▶ [Cosa si chiede]:
1. Trascrivi fedelmente il passo del brano sul purismo albanese che comincia con "Ma a dire il" e prosegue fino a "certa formale serietà.".
2. Per favore, prosegui il brano sul purismo toponomastico in Albania a partire dall'ultima frase riportata.

La corrente a favore della correzione dei toponimi ha le sue radici nel purismo linguistico, permeato da una forte ideologia nazionalista. Se qualcuno avesse scritto una biografia del purismo albanese leggeremmo che durante il Risorgimento ebbe un forte impeto, principalmente a danno dei turchismi (prestiti dalla lingua turca), ma anche di altri prestiti linguistici, i quali vennero banditi con forza dalla lingua albanese, nell’ambito della riformulazione dell’albanesità e della forgiatura dell’identità nazionale.

Ma a dire il vero il purismo in Albania non ha mai cessato di esistere, fino ai giorni nostri. Anzi, si presenta sia con sembianze di subcultura che con opere linguistiche di una certa formale serietà.

Nomi di luogo

Il purismo toponomastico, se possiamo chiamare così l’azione della depurazione dei toponimi stranieri, acquisisce forza dal carattere geografico e amministrativo dei nomi di luogo. I toponimi, a differenza dei prestiti linguistici generici, hanno infatti un appeal speculativo più forte. Una parola straniera, in fin dei conti, costituisce un granellino lessicale tra migliaia e migliaia di altre parole. Si può considerare prestito di un’altra lingua, vicina a oppure no, si può mettere al bando, ma non provoca una diretta complicazione politica.

Al contrario, il nome di un villaggio, oppure di una città, si contraddistingue in primis perché rientra nella categoria dei nomi propri, i quali non hanno riferimenti cognitivo semantici convenzionati e, in secondo piano, perché gode di una certa "sovranità territoriale".

▶ [Dati registrati]:

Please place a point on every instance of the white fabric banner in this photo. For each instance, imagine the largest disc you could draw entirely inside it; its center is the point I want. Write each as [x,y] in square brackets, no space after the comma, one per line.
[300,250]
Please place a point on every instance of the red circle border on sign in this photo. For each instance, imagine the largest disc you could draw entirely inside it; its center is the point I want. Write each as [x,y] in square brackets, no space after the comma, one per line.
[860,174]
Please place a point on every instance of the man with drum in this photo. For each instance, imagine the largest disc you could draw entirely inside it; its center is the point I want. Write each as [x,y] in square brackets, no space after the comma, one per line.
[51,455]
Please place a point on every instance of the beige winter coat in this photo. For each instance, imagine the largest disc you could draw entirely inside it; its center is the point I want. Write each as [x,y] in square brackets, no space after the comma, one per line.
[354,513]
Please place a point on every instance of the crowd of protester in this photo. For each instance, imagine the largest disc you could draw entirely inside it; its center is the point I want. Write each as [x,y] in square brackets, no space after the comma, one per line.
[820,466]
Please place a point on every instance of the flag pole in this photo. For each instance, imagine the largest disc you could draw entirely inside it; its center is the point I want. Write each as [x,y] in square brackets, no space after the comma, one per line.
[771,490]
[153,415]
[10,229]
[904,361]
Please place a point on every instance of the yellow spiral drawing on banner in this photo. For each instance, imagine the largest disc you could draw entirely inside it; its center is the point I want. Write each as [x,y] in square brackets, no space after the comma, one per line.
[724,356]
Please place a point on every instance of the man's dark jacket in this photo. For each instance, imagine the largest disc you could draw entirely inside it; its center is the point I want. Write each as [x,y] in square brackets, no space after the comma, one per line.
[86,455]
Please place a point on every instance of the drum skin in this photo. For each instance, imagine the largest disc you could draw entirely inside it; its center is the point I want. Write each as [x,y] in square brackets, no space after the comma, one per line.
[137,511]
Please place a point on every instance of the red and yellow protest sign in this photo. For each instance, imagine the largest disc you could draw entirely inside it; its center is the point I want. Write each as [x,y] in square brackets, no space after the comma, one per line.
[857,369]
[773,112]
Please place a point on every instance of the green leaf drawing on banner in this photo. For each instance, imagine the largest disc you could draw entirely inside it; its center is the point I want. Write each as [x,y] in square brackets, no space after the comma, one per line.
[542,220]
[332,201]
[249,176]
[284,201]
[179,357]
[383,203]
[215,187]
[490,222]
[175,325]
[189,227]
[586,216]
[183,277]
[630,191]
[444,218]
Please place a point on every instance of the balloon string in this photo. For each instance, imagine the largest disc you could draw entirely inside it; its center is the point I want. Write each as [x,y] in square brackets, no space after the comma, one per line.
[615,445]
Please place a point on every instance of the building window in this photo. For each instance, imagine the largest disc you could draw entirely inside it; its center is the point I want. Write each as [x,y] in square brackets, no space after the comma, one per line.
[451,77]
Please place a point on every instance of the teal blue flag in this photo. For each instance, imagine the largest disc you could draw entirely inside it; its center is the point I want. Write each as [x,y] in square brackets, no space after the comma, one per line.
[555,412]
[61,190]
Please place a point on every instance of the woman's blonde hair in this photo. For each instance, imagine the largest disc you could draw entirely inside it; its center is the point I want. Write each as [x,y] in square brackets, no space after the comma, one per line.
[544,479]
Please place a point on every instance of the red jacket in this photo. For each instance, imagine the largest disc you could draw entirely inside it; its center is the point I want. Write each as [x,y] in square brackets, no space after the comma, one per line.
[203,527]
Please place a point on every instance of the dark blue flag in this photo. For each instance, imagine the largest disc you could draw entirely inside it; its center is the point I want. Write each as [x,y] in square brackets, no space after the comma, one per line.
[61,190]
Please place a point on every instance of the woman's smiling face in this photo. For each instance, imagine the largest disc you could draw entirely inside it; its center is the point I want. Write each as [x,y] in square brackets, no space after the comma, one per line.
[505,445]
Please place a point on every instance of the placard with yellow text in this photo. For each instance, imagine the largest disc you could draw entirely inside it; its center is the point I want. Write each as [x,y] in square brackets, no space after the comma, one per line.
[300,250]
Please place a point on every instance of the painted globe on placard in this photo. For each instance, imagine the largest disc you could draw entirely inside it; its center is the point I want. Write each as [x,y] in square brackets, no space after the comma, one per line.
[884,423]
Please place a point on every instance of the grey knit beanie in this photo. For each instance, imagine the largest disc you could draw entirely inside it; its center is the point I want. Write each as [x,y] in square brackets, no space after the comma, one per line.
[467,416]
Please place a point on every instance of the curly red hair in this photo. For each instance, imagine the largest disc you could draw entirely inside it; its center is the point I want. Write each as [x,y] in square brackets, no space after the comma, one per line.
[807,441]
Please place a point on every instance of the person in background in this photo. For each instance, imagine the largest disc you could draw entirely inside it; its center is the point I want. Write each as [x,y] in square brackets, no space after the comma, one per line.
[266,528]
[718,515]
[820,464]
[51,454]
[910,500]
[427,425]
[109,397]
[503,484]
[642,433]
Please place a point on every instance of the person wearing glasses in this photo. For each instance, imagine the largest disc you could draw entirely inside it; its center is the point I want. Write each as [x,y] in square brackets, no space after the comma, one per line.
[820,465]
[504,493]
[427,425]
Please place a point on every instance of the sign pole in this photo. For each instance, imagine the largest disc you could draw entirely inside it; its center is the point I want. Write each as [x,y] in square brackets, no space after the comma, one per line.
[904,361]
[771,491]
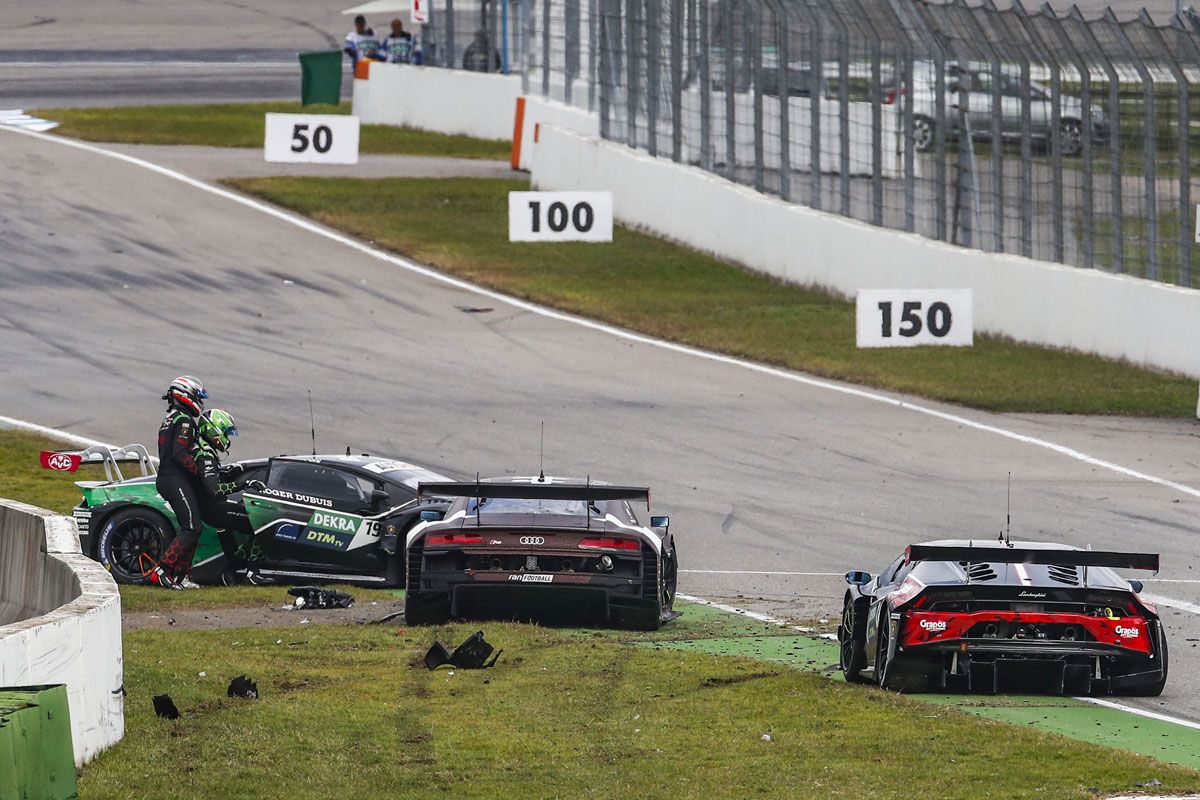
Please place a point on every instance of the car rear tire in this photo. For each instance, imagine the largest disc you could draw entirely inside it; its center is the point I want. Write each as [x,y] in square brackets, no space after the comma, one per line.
[131,542]
[670,578]
[852,649]
[923,133]
[1156,687]
[431,608]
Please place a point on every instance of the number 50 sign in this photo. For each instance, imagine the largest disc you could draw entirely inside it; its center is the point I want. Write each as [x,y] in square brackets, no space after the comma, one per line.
[312,138]
[912,317]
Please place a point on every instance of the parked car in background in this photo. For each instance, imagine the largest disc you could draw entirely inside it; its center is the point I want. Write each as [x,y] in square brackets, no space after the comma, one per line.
[977,80]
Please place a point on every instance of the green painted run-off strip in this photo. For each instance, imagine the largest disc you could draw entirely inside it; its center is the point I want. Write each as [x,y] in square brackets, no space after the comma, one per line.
[1062,715]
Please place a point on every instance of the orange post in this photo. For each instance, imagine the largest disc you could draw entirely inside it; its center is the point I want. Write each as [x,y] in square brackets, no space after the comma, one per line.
[517,127]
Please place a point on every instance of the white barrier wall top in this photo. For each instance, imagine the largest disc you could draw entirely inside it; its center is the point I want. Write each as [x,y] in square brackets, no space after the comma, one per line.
[1117,317]
[60,623]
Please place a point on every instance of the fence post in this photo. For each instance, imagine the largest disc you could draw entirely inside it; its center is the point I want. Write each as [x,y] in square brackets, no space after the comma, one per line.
[676,25]
[631,72]
[1150,193]
[1087,132]
[783,34]
[652,60]
[816,74]
[754,41]
[1054,137]
[605,72]
[703,50]
[731,131]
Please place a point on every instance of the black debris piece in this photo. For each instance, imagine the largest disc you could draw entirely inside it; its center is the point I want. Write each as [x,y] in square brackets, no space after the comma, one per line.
[318,597]
[243,686]
[165,707]
[471,654]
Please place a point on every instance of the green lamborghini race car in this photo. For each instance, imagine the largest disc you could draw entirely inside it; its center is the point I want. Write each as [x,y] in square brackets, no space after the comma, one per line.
[312,517]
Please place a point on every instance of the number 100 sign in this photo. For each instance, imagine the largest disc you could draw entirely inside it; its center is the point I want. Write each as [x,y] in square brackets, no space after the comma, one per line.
[312,138]
[912,317]
[559,216]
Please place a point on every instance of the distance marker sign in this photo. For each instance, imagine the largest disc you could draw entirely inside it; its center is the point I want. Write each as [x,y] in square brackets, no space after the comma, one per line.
[912,317]
[559,216]
[312,138]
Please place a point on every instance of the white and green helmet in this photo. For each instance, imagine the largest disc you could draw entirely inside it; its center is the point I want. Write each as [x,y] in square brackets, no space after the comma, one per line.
[217,427]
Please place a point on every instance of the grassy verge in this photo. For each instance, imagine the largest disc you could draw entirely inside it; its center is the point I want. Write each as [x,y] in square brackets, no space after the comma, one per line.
[349,711]
[240,125]
[649,284]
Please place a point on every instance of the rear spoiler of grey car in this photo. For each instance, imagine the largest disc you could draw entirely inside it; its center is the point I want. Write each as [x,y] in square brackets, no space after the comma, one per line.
[1029,555]
[481,489]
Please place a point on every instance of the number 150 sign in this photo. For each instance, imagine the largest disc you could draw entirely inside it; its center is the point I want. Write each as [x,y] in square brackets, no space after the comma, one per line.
[912,317]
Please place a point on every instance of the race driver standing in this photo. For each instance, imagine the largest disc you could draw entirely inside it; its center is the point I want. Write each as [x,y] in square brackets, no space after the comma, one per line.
[179,479]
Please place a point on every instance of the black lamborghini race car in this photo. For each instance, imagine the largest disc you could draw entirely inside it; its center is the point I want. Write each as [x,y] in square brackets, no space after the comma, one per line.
[531,547]
[311,517]
[990,617]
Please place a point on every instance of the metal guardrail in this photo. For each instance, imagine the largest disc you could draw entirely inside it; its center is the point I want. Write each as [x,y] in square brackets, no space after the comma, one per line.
[1047,134]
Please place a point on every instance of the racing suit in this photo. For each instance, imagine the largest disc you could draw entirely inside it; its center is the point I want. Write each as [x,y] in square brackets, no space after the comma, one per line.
[177,483]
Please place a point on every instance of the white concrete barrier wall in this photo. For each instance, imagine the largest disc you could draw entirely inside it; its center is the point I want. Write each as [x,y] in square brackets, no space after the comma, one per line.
[1117,317]
[445,101]
[60,623]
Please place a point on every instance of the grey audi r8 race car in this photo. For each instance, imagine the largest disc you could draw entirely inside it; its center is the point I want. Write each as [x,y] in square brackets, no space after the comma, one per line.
[528,546]
[1025,617]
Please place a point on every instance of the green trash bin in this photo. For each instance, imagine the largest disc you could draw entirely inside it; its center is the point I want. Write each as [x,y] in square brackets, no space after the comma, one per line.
[321,77]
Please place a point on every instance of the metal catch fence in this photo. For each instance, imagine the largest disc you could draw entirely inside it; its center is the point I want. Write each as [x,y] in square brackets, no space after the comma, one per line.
[1045,134]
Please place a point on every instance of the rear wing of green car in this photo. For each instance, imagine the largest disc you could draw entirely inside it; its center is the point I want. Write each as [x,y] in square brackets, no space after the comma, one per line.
[69,461]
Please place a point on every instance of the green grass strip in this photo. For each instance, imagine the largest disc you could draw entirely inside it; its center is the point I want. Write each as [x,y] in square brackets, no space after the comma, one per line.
[1065,716]
[241,125]
[351,711]
[648,284]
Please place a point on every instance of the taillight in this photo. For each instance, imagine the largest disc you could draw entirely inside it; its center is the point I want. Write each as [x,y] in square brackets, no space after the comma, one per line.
[611,543]
[454,539]
[1149,606]
[907,590]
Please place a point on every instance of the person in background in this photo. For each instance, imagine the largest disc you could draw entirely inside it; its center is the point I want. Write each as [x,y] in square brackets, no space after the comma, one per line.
[477,56]
[397,48]
[360,42]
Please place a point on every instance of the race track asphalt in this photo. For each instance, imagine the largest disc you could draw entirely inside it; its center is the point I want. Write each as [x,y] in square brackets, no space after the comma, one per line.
[114,278]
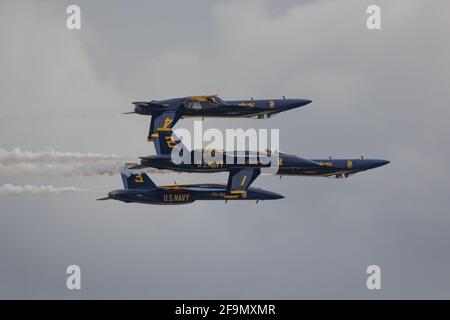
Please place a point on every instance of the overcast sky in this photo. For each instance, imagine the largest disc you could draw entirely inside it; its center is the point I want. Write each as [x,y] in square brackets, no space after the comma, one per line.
[382,94]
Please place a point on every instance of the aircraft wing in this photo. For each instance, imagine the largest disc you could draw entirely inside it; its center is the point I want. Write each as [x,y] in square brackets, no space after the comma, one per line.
[240,179]
[162,121]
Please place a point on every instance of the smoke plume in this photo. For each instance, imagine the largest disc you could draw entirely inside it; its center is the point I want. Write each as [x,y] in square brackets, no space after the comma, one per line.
[9,189]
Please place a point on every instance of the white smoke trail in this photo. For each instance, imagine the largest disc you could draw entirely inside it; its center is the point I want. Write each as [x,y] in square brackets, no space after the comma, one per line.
[17,155]
[87,169]
[9,189]
[61,169]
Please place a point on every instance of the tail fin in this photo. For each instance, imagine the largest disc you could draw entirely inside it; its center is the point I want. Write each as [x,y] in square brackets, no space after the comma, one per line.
[165,141]
[136,180]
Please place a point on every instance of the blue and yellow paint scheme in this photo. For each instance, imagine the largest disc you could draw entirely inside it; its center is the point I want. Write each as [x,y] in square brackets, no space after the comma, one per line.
[139,188]
[166,113]
[244,167]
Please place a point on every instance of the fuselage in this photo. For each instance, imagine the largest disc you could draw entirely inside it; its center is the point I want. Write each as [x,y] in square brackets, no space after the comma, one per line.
[285,164]
[213,106]
[184,194]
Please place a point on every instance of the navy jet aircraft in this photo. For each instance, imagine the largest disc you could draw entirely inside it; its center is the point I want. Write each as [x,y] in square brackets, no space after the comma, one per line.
[141,189]
[245,167]
[165,113]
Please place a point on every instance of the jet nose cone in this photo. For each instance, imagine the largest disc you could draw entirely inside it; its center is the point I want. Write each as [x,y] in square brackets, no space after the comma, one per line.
[299,103]
[379,163]
[272,196]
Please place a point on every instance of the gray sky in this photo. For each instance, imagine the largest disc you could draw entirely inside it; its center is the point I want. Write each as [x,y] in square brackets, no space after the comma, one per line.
[383,94]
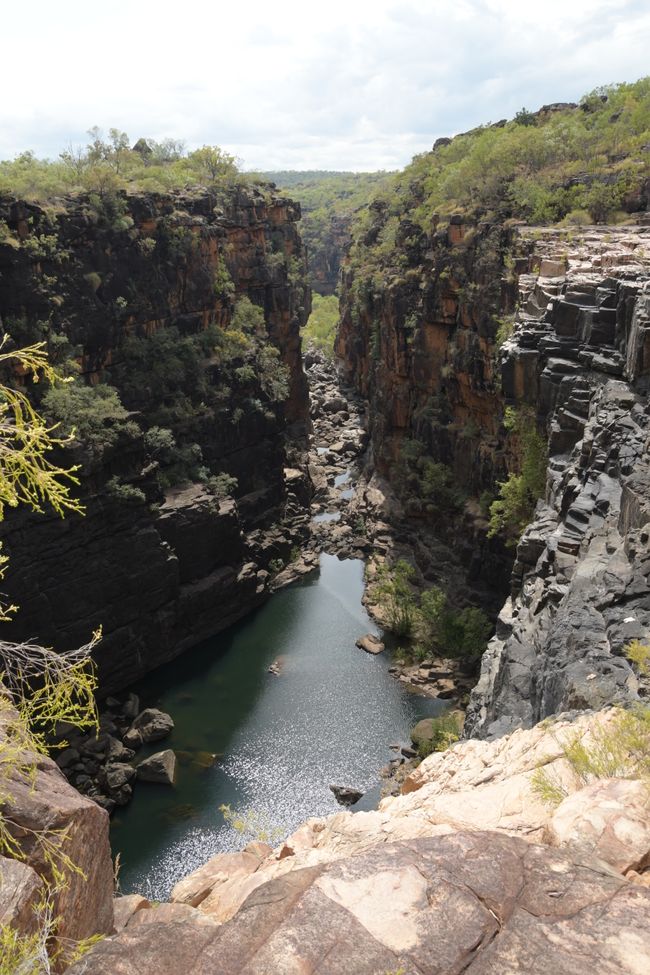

▶ [Risultati in ordine]:
1.
Ma a dire il vero il purismo in Albania non ha mai cessato di esistere, fino ai giorni nostri. Anzi, si presenta sia con sembianze di subcultura che con opere linguistiche di una certa formale serietà.

2.
Strade e piazze

Nel contesto albanese, dove i toponimi sono causa di aspri dibattiti pubblici, è strano però che la denominazione di strade e piazze passi perlopiù sotto silenzio. Un silenzio che va quindi capito e interpretato.

I termini che gli specialisti chiamano come odonimi (dal greco hodós “strada”) rientrano naturalmente nella grande famiglia dei toponimi e non sono per nulla neutri nelle loro azione a livello sociopolitico. Non vanno quindi visti come una categoria di seconda mano.

Va sottolineato sin dall’inizio che i toponimi sono caratterizzati generalmente da una storia lunga. Col passar del tempo, di generazione in generazione, perdono la loro trasparenza semantica e acquisiscono una certa opacità, che impedisce la lettura originale. Questo processo si complica quando intervengono lingue straniere.

Al contrario i nomi di strade e piazze, specialmente quando le denominazioni sono relativamente recenti, non soffrono di opacità semantica. "Rruga e Kombit" (“La Via Nazione”, è stata così denominata l’autostrada che collega l’Albania al Kosovo, ndr), tanto per fare un esempio famoso, non è un mistero per i cittadini albanesi. Tutti sanno perché è stata chiamata con quel nome.

Altre vie a Tirana come "Abdyl Frashëri", "Pjetër Budi", "Teodor Keko", (nomi di intellettuali albanesi ndr) non sono difficili da comprendere nella loro origine. Lo stesso si può dire delle vie Rrugët e Barrikadave, e Kavajës, e Elbasanit, (nomi di città) ecc., le quali hanno al loro interno la chiave di interpretazione. I toponimi più recenti si avvicinano in questo agli odonimi. È sufficiente prendere come esempio la città di Bajram Curri (condottiero albanese) nel distretto di Tropojë (nord dell’Albania) e il boulevard con lo stesso nome a Tirana. All’altra estremità però abbiamo una nebbia che diviene sempre più fitta. E quindi è difficile andare a capire l’origine del nome della città di Pogradec, così come quello della via Bardhyl a Tirana.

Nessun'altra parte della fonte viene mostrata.